**Data for this task**
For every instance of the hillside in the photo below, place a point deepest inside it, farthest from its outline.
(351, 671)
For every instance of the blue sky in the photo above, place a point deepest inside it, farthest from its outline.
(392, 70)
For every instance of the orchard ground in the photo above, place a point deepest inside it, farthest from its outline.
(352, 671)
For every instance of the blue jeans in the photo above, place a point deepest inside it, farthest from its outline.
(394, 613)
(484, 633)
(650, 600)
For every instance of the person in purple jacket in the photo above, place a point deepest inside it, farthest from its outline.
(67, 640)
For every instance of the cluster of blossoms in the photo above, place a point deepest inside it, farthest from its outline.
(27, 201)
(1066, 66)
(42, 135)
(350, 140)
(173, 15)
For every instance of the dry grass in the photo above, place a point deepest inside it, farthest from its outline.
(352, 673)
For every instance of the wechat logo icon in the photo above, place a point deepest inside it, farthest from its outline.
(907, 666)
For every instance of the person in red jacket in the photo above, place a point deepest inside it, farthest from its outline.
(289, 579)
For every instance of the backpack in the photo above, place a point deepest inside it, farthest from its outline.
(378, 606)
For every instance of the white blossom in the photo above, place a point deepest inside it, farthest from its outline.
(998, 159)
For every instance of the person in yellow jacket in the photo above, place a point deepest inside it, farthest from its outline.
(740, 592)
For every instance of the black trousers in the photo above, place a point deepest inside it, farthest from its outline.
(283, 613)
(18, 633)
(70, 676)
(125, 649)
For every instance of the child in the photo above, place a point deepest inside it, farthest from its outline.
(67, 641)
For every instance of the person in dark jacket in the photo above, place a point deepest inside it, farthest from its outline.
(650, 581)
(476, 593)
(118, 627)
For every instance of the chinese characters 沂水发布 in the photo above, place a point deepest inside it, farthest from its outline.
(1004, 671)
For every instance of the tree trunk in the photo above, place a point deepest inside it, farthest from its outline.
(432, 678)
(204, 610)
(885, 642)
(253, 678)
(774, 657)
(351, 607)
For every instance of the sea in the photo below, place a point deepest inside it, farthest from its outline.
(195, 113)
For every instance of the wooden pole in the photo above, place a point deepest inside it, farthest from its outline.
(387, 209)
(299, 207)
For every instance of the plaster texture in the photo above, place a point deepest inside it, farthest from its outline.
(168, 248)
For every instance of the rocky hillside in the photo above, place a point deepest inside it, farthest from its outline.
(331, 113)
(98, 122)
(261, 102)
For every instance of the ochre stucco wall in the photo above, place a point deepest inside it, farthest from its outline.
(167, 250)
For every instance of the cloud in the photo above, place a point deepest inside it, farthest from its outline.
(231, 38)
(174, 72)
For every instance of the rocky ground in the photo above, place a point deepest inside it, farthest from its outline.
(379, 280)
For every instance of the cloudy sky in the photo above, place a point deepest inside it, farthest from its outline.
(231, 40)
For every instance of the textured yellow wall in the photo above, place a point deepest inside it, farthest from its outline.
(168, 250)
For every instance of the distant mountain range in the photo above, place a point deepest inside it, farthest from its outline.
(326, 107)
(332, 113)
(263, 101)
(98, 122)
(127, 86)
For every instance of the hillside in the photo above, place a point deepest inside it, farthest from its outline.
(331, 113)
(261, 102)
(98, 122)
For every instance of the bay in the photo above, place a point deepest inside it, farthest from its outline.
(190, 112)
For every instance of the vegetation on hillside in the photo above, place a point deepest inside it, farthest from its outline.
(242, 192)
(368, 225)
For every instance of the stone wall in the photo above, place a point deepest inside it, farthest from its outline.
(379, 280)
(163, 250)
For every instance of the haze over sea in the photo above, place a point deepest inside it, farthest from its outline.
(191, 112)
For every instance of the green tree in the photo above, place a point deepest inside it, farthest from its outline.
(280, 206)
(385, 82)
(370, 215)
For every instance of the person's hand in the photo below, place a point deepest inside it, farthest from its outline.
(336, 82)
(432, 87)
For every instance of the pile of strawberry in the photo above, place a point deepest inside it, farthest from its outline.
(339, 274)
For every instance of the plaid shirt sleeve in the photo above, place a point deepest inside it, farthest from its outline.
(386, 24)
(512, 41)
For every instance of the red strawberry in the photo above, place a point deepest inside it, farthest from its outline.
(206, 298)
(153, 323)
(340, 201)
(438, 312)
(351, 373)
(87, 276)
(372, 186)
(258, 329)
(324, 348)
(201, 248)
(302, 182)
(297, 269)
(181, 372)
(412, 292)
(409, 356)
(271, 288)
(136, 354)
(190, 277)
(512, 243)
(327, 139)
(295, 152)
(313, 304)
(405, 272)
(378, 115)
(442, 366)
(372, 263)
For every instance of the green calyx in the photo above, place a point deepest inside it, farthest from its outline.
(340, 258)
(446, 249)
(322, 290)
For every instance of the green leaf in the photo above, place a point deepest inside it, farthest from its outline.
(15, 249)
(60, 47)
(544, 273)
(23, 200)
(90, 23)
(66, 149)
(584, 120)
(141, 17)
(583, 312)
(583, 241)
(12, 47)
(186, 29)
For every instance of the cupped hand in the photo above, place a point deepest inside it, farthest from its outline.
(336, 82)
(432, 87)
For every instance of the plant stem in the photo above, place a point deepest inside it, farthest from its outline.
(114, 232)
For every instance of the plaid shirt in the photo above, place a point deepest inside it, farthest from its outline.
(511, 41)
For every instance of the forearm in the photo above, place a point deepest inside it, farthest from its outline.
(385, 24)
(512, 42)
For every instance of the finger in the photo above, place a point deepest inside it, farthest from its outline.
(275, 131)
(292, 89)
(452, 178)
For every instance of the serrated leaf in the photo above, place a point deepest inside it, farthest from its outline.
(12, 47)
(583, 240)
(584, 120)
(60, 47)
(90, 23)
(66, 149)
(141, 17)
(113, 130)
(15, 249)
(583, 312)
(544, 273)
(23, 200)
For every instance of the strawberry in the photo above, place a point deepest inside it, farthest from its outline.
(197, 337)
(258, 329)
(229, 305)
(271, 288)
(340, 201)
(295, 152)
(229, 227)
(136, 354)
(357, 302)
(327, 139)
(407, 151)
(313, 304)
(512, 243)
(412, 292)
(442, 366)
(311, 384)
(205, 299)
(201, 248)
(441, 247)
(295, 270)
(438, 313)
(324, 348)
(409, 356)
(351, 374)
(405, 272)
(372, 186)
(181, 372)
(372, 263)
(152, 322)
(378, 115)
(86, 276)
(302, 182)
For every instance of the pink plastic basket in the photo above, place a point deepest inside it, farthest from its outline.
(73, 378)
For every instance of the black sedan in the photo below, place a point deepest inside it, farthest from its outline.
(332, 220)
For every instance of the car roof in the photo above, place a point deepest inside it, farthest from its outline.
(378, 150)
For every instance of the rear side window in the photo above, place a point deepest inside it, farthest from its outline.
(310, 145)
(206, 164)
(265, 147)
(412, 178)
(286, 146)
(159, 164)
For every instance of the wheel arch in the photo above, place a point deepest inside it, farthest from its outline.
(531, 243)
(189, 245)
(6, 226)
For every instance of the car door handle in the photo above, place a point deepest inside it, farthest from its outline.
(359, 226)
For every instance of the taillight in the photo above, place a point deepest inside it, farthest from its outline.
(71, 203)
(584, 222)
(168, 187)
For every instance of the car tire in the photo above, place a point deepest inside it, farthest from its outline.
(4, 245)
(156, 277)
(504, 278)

**Your instructions**
Copy the entire listing above character for character, from the first line through the last.

**Reply to the exercise**
For every instance of the hillside in the photo below, place a point deepest inside it, farthest from its outline.
(351, 671)
For every instance of the blue sky in the photo above, place a point deepest inside it, farthest from its outline.
(392, 70)
For every instance of the orchard ground in the photo above, place a point deepest inside it, farthest from its outline.
(352, 671)
For every instance of the blue jeans in the photo above, place a point deepest inside it, farthest from its outline.
(394, 613)
(484, 633)
(650, 600)
For every instance of the person in purple jacket in the photo above, place a point deepest inside it, farthest from its outline.
(67, 640)
For every instance of the cluster of blossoms in the photo above, place a point deepest inside it, farthest from its outline.
(27, 201)
(1066, 66)
(42, 135)
(350, 140)
(173, 15)
For every instance of the dry grass in the photo above, place a point deepest inside it, farthest from its outline.
(352, 673)
For every instance of the wechat logo icon in the photo above, place a point deepest inside it, farthest from its outline.
(907, 666)
For every instance of the person in red jacket in the photo above, place a point deepest inside it, farthest from its outline.
(289, 579)
For every instance of the backpack in the photo above, place a point deepest inside it, farthest from its outline.
(378, 606)
For every instance of the white blossom in the photo above, place a point deepest inside it, farthest from its outline.
(998, 159)
For every instance of the person in yellow jacket in the photo above, place a point deepest inside it, farthest from its outline.
(740, 592)
For every instance of the black trousers in the photo above, place a point deepest inside it, farthest from its outline.
(283, 613)
(18, 633)
(70, 676)
(125, 649)
For every instance of the child in the photo above, place a point deepest inside it, farthest from its outline.
(67, 641)
For every instance of the person in dark jacket in the photo above, place a point deepest inside it, farthest from its outline.
(650, 581)
(476, 593)
(118, 627)
For every instance of the chinese characters 沂水发布 in the photo above, place a point deepest inside it, farthest from its outline.
(1004, 671)
For every instance of the tree trunk in the photo above, place a point deepest inside it, farthest from its outline.
(432, 678)
(204, 610)
(885, 642)
(253, 678)
(774, 657)
(351, 607)
For every instance of the sea in the photo below, place a point deepest inside it, farthest from its outline.
(195, 113)
For every instance of the wooden pole in the photo above, place a point deepest inside it, farthest from its outline.
(387, 209)
(299, 207)
For every instance of the plaster texture in the photo above, place a point deepest inside it, farthest from its outline.
(168, 248)
For every instance of the rocky hillside in the photo above, place a point deepest inside it, farthest from its outline.
(331, 113)
(98, 122)
(261, 102)
For every instance of the ochre stucco wall in the photo above, place a point deepest inside it, farthest from its outline.
(167, 250)
For every instance of the cloud in the photo above, place a point deepest inside it, farthest from its outline.
(231, 38)
(174, 72)
For every instance of the rocky ground in the photo above, place a point deepest inside it, farthest from its outline.
(379, 280)
For every instance of the cloudy sky in the photo above, place a point deepest inside it, farthest from its outline.
(231, 40)
For every instance of the textured yellow wall in the photo above, place a point deepest inside it, farthest from its outline.
(168, 250)
For every instance of the distant mountain range in the photo above, place a point deepest inside it, farthest from its outline.
(326, 107)
(332, 113)
(263, 101)
(98, 122)
(127, 86)
For every instance of the hillside in the photo above, place a point deepest inside it, farthest from its outline.
(331, 113)
(261, 102)
(98, 122)
For every instance of the bay in the photo above, place a point deepest inside it, farthest from its outline.
(190, 112)
For every instance of the vegetation on hillside in the photo above, place a point deepest inside it, farthest from its outline.
(242, 192)
(368, 225)
For every instance of the stone wall in the photo above, place a point deepest inside it, farthest from its outline.
(379, 280)
(163, 250)
For every instance of the haze over sea in the photo above, place a point deepest inside it, farthest from its outline.
(191, 112)
For every instance of the green tree in the photo above, place a point deepest inside it, farthest from its outline.
(280, 206)
(385, 82)
(370, 215)
For every instance of the person's hand in the photo below, place a point deepest inside it, farthest from its outline.
(336, 82)
(432, 87)
For every instance of the pile of strawberry in the photo above, place a point deepest inside it, farthest from its outline.
(339, 274)
For every instance of the plaid shirt sleeve in the photo above, place a point deepest inside it, farthest from its outline.
(386, 24)
(512, 41)
For every instance of the red strawberry in the photo above, place a point deepest inside it, farthest from its outline.
(206, 298)
(153, 323)
(340, 201)
(438, 312)
(351, 373)
(87, 276)
(372, 186)
(258, 329)
(324, 348)
(201, 248)
(302, 182)
(297, 269)
(181, 372)
(412, 292)
(409, 356)
(271, 288)
(136, 354)
(190, 277)
(512, 243)
(327, 139)
(295, 152)
(313, 304)
(405, 272)
(378, 115)
(442, 366)
(372, 263)
For every instance of the green calyx in the photo above, place a point deepest inside it, farthest from its outline.
(340, 258)
(446, 249)
(322, 290)
For every instance of the green leaf in the photo above, place a point deepest inside it, farthest from its outline.
(15, 249)
(60, 47)
(544, 273)
(23, 200)
(90, 23)
(66, 149)
(584, 120)
(141, 17)
(583, 312)
(583, 241)
(12, 47)
(186, 29)
For every instance of the cupped hand in the photo above, place a point deepest inside it, farthest from its outline.
(336, 82)
(432, 87)
For every instance of the plant stem in the photo above, place a point deepest inside it, farthest from its outline.
(114, 232)
For every instance of the plaid shirt in the photo above, place a point deepest inside it, farthest from its outline.
(511, 41)
For every instance of the forearm in the photo above, place a point deepest inside it, farthest from its outline.
(385, 24)
(512, 42)
For every instance of the finger in the photo above, place a point deepest inside it, farthest from its outline.
(275, 131)
(292, 89)
(452, 178)
For every instance of the serrated leaf in the photo above, place a point deepest inside it, farthest from its outline.
(12, 47)
(583, 240)
(584, 120)
(60, 47)
(90, 23)
(66, 149)
(141, 17)
(113, 130)
(15, 249)
(583, 312)
(544, 273)
(23, 200)
For every instance of the strawberry in the photo above, place a point deepest inside it, farthest from its outline.
(197, 337)
(258, 329)
(229, 305)
(271, 288)
(340, 201)
(295, 152)
(229, 227)
(136, 354)
(357, 302)
(327, 139)
(407, 151)
(313, 304)
(512, 243)
(412, 292)
(442, 366)
(311, 384)
(205, 299)
(201, 248)
(441, 247)
(295, 270)
(438, 313)
(324, 348)
(409, 356)
(351, 374)
(405, 272)
(372, 186)
(181, 372)
(372, 263)
(152, 322)
(378, 115)
(86, 276)
(302, 182)
For every instance of the pink plastic basket in the photo above, place a point deepest inside it, farthest from its outline.
(73, 378)
For every instance of the black sedan in the photo below, place a point deepest inside it, farthest from its outline.
(332, 220)
For every instance of the car roof in the photo above, place a point deepest inside it, farthest from its outline.
(378, 150)
For every instance of the rear side window in the photo above, place a point deepest inside it, farthest from its outline.
(310, 145)
(206, 164)
(265, 147)
(412, 178)
(286, 146)
(159, 164)
For every instance of the wheel arch in the photo above, place a point deepest inside it, farthest from its outline.
(531, 243)
(189, 245)
(6, 226)
For every instance of the car door handle in the photo above, place a point deepest inside it, farthest from its outline.
(359, 226)
For every instance of the taillight in the photo above, place a point deepest inside it, farthest from its outline.
(71, 203)
(584, 222)
(168, 187)
For every instance of the car tire in the photo above, place a point deepest inside it, farthest from its outline.
(4, 245)
(156, 277)
(504, 278)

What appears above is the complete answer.